### RECORDS TO PROCESS ###

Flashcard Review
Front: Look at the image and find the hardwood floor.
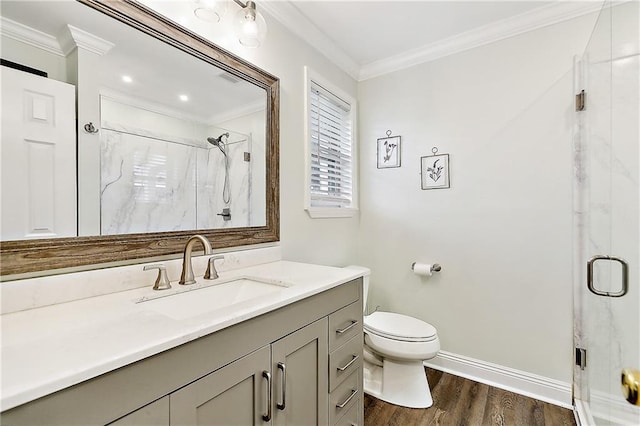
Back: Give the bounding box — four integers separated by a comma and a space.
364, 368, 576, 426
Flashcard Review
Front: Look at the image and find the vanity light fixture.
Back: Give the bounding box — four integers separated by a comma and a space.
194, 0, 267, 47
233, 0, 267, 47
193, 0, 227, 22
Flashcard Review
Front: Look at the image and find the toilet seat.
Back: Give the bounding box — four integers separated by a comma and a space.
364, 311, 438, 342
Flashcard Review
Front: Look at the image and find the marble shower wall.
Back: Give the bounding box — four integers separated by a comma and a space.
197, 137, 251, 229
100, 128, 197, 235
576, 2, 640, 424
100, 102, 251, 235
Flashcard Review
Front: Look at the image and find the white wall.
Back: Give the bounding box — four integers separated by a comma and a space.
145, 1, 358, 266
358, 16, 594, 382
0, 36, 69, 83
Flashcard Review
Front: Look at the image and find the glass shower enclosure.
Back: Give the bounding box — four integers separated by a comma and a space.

###

EXERCISE INSTRUCTIONS: Locate each line in the rows above that contains the word "shower", and copy those lines out in full.

ANSWER BELOW:
Front: Look at the image and find the marble shower wall.
Front: Look at the image and find the glass shower enclosure.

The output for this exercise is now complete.